Work to be completed: Pull out every line in the records below that contains the string "sign", matching case exactly.

[Saved data entries]
--- --- ---
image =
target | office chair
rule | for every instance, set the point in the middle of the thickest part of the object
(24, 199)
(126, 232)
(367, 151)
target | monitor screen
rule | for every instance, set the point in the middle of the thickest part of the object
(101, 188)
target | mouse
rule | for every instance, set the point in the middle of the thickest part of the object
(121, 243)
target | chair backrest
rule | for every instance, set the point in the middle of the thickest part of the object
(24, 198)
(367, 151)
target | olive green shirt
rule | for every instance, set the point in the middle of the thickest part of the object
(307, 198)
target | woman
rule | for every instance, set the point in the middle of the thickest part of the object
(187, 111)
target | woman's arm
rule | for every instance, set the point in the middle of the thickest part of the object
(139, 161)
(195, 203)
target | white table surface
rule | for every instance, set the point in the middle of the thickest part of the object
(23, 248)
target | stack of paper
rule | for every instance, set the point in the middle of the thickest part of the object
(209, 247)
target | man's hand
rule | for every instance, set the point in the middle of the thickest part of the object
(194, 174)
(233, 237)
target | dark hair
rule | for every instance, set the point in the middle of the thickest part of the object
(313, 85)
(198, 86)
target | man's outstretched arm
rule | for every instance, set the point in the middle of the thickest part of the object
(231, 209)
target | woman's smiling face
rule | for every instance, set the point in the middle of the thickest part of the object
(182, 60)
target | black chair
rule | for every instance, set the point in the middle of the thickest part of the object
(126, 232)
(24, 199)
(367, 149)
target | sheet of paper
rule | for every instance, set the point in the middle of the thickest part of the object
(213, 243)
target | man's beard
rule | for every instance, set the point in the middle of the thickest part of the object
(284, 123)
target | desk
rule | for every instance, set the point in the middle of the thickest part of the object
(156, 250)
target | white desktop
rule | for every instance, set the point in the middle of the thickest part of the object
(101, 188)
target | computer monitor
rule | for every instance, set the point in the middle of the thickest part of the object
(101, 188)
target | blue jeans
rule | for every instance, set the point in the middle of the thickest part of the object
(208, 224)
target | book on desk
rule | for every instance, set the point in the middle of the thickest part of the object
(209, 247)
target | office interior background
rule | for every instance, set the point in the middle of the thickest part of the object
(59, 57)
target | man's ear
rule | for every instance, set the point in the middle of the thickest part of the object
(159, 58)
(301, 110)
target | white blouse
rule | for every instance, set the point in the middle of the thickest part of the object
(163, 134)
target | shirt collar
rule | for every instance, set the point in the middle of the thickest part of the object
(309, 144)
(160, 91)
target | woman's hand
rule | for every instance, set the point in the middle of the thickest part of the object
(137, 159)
--- --- ---
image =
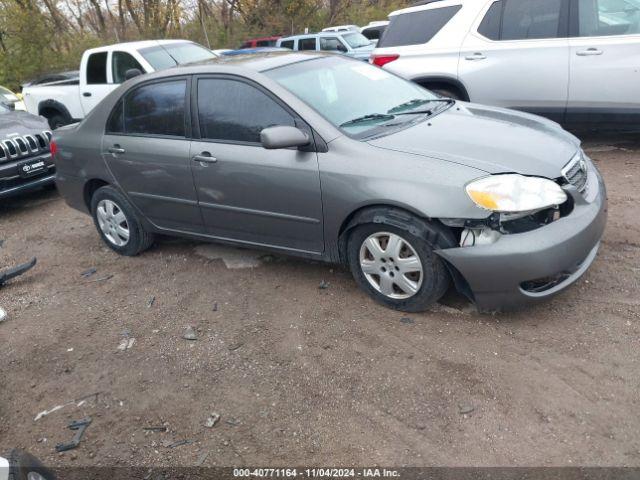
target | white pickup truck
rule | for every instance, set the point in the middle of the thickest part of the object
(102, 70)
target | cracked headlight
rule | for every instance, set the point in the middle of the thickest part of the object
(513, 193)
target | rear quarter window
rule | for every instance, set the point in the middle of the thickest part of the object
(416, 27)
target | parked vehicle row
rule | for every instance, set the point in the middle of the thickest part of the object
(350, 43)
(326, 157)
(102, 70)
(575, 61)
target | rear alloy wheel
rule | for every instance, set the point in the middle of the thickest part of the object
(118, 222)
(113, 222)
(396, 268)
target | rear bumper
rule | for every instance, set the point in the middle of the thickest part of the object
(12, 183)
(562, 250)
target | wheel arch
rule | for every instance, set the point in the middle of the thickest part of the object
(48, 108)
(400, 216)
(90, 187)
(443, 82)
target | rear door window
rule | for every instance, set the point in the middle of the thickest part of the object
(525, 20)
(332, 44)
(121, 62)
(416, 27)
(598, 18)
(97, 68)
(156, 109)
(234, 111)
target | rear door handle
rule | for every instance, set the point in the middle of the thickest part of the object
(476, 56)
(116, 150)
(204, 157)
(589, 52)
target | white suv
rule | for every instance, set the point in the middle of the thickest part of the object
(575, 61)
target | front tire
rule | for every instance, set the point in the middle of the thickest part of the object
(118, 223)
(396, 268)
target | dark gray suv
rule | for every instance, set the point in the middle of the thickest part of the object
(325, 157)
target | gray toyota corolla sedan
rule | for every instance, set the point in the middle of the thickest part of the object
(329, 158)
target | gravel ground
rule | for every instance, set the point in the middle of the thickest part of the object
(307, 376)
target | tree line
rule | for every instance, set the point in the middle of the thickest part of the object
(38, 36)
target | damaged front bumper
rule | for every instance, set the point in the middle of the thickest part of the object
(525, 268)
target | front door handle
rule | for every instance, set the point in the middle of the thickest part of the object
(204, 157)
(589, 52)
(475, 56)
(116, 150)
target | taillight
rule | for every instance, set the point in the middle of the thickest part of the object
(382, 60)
--- --- ---
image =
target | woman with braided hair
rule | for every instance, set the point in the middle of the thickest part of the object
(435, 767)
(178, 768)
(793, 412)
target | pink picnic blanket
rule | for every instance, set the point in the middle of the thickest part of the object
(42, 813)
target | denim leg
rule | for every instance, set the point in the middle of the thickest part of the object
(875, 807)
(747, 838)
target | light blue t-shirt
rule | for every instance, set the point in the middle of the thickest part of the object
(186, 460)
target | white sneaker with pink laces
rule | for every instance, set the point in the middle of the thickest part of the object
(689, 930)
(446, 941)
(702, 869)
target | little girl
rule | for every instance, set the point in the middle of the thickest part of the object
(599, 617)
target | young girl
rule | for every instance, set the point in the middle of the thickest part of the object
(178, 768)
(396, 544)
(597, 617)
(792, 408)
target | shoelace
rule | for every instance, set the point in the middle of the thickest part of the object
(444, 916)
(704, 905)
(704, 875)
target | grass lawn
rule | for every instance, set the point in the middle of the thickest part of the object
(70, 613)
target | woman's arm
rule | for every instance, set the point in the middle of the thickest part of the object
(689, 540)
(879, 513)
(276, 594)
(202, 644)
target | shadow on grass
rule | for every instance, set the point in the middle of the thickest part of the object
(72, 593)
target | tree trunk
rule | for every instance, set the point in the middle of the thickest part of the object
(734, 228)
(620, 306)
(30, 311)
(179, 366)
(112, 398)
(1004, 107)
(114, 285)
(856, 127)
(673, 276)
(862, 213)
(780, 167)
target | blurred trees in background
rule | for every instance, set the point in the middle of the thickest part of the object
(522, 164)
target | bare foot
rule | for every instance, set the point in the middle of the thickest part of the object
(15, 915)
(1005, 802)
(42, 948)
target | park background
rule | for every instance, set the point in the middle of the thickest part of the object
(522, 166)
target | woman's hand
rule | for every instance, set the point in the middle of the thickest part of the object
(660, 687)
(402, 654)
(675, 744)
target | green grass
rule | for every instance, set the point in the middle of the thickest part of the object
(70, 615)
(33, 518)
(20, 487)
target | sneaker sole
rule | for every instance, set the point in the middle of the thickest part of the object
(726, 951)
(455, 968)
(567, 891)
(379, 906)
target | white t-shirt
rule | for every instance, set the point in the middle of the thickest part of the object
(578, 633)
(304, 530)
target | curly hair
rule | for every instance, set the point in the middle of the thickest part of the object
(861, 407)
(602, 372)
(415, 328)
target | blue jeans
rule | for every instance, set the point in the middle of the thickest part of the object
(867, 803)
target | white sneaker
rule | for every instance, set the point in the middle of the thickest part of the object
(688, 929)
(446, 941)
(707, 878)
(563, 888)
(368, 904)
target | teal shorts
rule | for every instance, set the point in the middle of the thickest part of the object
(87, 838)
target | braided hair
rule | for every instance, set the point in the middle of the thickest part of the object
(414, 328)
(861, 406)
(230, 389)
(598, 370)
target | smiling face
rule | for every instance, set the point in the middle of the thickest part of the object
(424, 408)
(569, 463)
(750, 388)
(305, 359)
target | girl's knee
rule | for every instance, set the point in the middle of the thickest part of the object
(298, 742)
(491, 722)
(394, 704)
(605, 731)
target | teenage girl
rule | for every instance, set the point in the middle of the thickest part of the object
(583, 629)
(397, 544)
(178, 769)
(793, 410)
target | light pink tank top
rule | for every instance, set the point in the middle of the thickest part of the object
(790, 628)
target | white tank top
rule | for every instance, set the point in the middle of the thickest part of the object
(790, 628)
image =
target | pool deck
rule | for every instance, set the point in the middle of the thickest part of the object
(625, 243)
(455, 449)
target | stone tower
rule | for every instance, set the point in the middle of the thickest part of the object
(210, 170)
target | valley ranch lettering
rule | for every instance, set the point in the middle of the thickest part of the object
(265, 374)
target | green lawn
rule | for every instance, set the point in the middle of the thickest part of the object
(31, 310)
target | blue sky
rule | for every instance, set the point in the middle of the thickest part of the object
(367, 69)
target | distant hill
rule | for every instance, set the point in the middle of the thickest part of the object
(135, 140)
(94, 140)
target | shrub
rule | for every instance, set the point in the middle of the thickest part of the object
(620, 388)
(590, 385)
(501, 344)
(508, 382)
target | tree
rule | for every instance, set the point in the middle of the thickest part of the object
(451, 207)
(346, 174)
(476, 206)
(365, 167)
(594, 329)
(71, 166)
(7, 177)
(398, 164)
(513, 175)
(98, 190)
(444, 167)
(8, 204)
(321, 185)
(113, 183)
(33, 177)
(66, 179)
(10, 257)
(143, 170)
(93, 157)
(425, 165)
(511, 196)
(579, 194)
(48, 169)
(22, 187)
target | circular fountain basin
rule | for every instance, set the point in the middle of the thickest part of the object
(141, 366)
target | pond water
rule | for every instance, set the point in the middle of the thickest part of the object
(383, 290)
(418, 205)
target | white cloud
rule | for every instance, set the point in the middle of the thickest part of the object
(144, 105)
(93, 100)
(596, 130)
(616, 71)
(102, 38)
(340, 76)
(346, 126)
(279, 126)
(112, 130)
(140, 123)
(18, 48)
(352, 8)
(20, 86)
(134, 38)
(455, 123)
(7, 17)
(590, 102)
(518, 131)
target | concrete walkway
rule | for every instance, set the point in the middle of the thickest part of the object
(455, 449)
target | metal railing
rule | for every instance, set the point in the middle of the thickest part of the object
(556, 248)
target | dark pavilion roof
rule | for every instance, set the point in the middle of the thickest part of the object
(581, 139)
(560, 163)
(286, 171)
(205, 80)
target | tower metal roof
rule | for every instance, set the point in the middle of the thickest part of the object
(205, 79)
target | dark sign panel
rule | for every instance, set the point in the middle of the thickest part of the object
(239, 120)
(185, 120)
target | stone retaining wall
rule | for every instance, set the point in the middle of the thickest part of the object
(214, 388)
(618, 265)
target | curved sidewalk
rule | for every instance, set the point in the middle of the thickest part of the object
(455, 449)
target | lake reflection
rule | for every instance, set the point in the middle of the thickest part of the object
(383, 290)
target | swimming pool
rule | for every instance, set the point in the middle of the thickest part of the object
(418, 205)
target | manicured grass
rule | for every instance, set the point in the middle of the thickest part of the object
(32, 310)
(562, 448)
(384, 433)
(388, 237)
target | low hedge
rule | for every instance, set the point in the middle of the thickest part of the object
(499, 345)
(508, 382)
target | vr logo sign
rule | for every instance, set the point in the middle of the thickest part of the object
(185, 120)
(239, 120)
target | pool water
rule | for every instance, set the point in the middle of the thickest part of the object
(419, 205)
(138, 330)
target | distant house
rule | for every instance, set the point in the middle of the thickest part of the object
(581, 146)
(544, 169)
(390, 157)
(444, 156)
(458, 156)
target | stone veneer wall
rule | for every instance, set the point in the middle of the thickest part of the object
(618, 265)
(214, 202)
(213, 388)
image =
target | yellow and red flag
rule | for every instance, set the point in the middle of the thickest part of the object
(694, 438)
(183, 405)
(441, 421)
--- --- ---
Task answer:
target | dark sign panel
target | vr logo sign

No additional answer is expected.